* INSTRUCTIONS TO FOLLOW *
Output exactly, please, the lines of the records below from the one containing "Where can the forearm" through the final line.

* DATA FOR THIS TASK *
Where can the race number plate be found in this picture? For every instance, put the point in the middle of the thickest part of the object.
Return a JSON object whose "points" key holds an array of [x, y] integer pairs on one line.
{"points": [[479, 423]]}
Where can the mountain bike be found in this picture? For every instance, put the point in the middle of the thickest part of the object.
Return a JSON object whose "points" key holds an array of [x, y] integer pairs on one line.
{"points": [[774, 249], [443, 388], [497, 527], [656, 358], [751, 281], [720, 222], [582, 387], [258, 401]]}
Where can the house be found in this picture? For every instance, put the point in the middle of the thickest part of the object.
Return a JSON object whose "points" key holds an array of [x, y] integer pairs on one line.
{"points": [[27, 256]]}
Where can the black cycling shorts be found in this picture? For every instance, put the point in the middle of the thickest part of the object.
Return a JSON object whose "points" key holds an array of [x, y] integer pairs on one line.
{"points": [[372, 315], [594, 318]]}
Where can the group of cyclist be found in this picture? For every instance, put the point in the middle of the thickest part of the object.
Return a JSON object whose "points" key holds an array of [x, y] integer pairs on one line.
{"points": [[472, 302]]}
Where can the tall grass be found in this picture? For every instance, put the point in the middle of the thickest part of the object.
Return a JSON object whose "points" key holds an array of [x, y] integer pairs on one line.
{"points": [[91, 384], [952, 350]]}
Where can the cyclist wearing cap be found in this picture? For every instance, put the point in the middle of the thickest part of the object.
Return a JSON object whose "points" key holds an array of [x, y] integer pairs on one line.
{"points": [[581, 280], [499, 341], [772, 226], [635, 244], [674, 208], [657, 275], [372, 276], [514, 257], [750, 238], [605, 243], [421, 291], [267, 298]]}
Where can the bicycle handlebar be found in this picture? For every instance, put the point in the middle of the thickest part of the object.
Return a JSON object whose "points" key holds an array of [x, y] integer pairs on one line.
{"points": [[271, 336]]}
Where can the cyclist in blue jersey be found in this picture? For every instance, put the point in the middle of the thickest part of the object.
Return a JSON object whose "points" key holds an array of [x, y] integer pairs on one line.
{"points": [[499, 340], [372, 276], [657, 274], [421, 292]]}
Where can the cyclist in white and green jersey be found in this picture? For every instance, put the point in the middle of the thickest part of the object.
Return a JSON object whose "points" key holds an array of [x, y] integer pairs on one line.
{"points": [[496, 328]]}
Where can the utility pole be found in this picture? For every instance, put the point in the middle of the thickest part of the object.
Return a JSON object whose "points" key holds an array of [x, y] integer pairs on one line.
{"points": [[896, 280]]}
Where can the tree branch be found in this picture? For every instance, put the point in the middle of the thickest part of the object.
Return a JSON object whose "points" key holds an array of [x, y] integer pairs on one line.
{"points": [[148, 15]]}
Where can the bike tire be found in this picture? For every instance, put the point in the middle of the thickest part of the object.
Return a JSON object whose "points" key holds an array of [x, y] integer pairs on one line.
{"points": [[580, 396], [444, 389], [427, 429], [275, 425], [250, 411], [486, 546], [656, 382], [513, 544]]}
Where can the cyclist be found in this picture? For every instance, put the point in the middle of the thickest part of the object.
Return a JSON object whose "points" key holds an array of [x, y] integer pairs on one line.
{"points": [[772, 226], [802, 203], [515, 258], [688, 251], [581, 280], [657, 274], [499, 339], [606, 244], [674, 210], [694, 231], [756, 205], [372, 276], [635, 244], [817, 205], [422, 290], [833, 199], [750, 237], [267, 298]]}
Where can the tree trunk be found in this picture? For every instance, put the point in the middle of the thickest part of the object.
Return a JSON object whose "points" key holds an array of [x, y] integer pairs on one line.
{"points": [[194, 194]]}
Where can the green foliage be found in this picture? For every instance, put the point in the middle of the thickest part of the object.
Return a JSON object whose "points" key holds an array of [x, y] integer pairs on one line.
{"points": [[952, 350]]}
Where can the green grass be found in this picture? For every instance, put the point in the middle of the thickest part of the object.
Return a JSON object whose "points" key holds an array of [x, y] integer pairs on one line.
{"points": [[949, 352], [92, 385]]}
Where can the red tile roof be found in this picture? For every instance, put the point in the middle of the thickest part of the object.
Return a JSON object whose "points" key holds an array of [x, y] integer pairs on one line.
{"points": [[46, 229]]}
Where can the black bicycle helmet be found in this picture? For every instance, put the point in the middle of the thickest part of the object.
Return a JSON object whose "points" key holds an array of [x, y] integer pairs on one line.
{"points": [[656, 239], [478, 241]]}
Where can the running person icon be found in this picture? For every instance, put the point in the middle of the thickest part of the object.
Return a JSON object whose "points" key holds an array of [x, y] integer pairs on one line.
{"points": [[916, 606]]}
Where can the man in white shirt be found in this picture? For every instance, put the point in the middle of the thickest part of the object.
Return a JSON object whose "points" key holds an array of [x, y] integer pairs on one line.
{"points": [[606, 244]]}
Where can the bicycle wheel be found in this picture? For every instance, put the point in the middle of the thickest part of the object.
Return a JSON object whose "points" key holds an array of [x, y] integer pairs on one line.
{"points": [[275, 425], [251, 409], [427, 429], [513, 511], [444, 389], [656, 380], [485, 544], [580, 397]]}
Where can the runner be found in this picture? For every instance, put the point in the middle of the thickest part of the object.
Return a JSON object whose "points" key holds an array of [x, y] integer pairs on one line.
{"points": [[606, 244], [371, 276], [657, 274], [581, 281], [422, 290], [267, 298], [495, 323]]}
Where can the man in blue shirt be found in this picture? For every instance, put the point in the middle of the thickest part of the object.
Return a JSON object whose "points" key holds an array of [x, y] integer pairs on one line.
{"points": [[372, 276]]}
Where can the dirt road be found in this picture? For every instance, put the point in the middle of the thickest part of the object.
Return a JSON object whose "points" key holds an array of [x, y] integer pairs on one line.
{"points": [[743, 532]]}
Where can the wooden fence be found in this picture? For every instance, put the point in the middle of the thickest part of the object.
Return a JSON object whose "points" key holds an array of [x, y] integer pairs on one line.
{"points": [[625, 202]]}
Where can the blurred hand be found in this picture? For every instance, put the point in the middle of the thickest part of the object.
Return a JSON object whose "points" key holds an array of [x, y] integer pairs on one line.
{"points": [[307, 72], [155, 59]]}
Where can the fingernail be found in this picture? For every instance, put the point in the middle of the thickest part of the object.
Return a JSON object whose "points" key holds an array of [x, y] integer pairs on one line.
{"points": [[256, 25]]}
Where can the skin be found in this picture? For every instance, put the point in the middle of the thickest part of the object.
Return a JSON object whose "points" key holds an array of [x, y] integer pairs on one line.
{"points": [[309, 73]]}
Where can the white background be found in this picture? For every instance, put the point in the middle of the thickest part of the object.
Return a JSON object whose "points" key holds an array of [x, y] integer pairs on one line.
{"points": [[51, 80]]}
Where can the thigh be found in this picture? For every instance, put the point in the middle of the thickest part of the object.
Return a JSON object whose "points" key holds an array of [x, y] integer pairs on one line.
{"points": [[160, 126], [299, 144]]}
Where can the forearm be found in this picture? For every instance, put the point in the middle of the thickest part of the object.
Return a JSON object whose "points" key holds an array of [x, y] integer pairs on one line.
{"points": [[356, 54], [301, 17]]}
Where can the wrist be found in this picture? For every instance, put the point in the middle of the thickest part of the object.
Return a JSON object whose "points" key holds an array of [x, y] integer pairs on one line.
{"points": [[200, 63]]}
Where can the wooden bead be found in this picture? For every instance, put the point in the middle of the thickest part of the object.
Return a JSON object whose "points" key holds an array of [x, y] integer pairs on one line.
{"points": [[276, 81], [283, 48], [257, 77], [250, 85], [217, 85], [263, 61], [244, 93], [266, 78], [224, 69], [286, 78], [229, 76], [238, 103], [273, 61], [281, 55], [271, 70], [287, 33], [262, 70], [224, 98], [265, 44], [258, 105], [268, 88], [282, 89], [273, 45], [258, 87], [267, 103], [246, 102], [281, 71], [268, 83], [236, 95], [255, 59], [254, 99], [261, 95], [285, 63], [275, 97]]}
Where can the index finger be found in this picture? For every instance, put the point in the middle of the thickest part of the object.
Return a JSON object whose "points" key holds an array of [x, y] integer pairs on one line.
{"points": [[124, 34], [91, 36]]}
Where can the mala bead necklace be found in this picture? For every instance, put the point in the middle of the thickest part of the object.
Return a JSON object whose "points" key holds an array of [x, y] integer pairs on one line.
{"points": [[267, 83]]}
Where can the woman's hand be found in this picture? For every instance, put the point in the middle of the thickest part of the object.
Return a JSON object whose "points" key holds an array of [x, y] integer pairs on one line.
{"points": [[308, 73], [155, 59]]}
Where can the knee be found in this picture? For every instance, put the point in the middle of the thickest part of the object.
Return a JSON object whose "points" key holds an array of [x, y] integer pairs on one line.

* FINISHED EXERCISE *
Where can the forearm be found in this picture? For every instance, put the point in the middle of the thickest part of the object.
Return a JSON object whose "points" key holds an array of [x, y] integer pairs on one line.
{"points": [[356, 54], [301, 17]]}
Where can the wrist be found in this picture? For every instance, put the point in the middle of the thickest part of the object.
Return a JSON object whose "points" key holds an array of [x, y] integer pairs on one line.
{"points": [[200, 63]]}
Where can the wooden bead be found in this picture? For every instance, put the point in the middle of the thickest part of the object.
Return a JSON object whose "points" key holds an array of [x, y] integer pairs on one line.
{"points": [[276, 81], [283, 48], [257, 77], [250, 85], [217, 85], [263, 61], [244, 93], [266, 78], [224, 69], [286, 78], [229, 76], [238, 103], [273, 61], [281, 55], [271, 70], [287, 33], [262, 70], [224, 98], [265, 44], [258, 105], [268, 88], [282, 89], [273, 45], [258, 87], [267, 103], [246, 102], [281, 71], [268, 83], [236, 95], [255, 59], [254, 99], [261, 95], [285, 63], [275, 97]]}
Where can the index finger be found in this picture? For every instance, put the point in the middle of the thickest part of the object.
Return a JSON object whose "points" key holds an array of [x, y] integer pairs on one line.
{"points": [[124, 34], [91, 36]]}
Where can the mala bead necklace be found in this picture? For every instance, put the point in the middle of the thickest part of the object.
Return a JSON object whose "points" key holds an array of [x, y] integer pairs on one line.
{"points": [[267, 83]]}
Where can the woman's hand be found in this picture? For every instance, put the point in the middle of the thickest part of the object.
Return a JSON object whose "points" key holds an array of [x, y] integer pairs on one line.
{"points": [[308, 73], [155, 59]]}
Where can the knee be found in this picture? For every instance, put the point in the middle of the thickest part of the object.
Return a JSON object whose "points" key holds an array of [x, y] integer pairs on one line.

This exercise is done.